所给文本:
^^^^^^^^^^^^^^^^
Zeus-Master-主要组件

MasterContext:

Master上下文

private Map<Channel, MasterWorkerHolder> workers=new ConcurrentHashMap<Channel, MasterWorkerHolder>();
private ApplicationContext applicationContext;
private Master master;
private Scheduler scheduler;
private Dispatcher dispatcher;//调度任务 jobId
private Queue<JobElement> queue=new ArrayBlockingQueue<JobElement>(10000);//调试任务  debugId
private Queue<JobElement> debugQueue=new ArrayBlockingQueue<JobElement>(1000);//手动任务  historyId
private Queue<JobElement> manualQueue=new ArrayBlockingQueue<JobElement>(1000);
private MasterHandler handler;
private MasterServer server;
private ExecutorService threadPool=Executors.newCachedThreadPool();
private ScheduledExecutorService schedulePool=Executors.newScheduledThreadPool(5);

内容说明:

  • workers: 维护了与所有worker的rpc通信管道,同时包含了worker的心跳信息,(内存、正在跑的任务、心跳时间戳、worker host标识)
^^^^^^^^^^^^^^^^
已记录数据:
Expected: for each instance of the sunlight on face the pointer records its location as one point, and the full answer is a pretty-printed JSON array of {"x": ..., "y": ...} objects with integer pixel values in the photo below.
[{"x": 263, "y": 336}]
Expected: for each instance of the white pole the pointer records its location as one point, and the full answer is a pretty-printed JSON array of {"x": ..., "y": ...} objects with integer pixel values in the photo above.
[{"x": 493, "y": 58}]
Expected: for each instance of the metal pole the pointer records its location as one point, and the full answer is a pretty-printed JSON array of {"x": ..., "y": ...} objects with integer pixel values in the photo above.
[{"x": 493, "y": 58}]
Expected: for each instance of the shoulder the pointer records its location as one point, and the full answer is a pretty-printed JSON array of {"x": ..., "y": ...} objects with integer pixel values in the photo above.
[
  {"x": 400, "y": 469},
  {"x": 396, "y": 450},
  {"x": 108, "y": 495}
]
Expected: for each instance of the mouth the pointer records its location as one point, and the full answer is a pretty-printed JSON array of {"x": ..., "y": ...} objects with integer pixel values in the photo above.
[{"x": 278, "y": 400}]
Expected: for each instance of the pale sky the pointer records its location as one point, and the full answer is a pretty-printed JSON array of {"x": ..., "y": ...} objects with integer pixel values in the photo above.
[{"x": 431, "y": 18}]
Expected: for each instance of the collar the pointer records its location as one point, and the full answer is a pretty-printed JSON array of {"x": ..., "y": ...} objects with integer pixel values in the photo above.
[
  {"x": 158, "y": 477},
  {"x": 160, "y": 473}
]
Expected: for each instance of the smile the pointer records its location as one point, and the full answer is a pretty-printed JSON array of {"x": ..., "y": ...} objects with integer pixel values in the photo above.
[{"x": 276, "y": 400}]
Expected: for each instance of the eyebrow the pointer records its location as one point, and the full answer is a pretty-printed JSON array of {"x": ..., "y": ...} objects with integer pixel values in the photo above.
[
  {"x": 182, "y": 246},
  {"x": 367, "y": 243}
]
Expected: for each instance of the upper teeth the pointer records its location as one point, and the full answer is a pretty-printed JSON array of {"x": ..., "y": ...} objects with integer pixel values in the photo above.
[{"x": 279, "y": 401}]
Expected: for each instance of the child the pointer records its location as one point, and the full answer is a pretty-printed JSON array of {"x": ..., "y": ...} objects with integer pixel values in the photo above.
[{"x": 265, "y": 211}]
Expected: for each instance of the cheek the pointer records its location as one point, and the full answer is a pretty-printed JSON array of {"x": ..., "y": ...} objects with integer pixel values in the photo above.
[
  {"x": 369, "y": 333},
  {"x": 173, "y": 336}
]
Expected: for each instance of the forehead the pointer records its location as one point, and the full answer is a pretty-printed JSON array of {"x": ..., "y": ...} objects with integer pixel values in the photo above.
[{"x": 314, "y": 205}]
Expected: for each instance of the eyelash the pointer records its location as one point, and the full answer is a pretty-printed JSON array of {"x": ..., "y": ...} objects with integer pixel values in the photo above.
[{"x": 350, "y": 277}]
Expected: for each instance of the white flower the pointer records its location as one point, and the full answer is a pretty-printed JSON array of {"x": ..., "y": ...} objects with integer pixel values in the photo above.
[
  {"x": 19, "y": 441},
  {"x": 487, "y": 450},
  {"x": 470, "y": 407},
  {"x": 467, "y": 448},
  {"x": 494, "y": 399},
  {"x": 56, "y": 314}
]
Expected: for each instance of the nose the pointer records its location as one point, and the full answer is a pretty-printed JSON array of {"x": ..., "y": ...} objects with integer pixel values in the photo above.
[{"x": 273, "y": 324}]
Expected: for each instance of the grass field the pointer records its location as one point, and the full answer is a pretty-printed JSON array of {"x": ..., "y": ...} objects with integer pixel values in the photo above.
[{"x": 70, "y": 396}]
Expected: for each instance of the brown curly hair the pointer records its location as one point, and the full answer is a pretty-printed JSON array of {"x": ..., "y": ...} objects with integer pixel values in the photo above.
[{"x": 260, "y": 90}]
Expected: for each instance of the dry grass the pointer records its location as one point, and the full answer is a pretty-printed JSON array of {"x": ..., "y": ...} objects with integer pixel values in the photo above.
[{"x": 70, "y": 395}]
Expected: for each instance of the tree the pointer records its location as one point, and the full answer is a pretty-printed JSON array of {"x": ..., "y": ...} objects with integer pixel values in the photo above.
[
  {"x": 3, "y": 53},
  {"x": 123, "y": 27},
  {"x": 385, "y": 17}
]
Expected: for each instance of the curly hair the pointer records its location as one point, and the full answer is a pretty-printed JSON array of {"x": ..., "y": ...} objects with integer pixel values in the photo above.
^^^^^^^^^^^^^^^^
任务要求: 请接着最后一句,续写有关 Zeus-Master 主要组件的说明文本。

参考答案:
  • applicationContext:spring 管理数据库对象;
  • master: master中初始化了对Dispatcher的监听,同时维护了两个线程,一个线程将任务池中的任务分配给当前最合适的worker机器,并启动;另个线程用了监测与worker的心跳连接,对于超时一分钟的则进行关闭;
  • scheduler: 开源框架quartz的调度api,对于周期性的任务调度,zeus使用quarz的调度策略来进行调度;
  • dispatcher: 事件分发类;
  • queue: 正常调度的任务池;
  • debugQueue: 调试任务的任务池;
  • manualQueue: 手动任务的任务池;
  • handler: master与web和worker的rpc通信封装类;
  • server: 主节点 master netty服务器启动;
  • threadPool: 主节点rpc通信线程池;
  • schedulePool: 主节点调度线程池;

JobController:

任务控制器:

private final String jobId;
private CacheJobDescriptor cache;
private JobHistoryManager jobHistoryManager;
private GroupManager groupManager;
private Master master;
private MasterContext context;

任务状态的控制器,每个任务对应一个 JobController;通过接受不同的事件,来转换任务的状态机状态,从而到达管理任务生命周期的作用;

Zeus 中设定的任务的触发方式分为三种:

/** * 触发任务执行的3种类型
 * 1: 定时执行
 * 2:手动执行(不产生连锁反应)
 * 3:手动恢复(产生连锁反应)
 *
 */
public enum TriggerType{
   SCHEDULE(1),MANUAL(2),MANUAL_RECOVER(3);
   public String toName(){
   if(id==1){
      return "自动调度";
   }else if(id==2){
      return "手动触发";
   }else if(id==3){
      return "手动恢复";
   }
   return "未知";
}

Zeus中设定的任务状态:

/**
 * WAIT:
 *     Job没有开始,或者Job依赖的任务没有全部完成
 * RUNNING
 *     Job正在运行中
 * SUCCESS
 *     Job运行成功(瞬间状态)
 * FAILED
 *     Job运行失败(瞬间状态)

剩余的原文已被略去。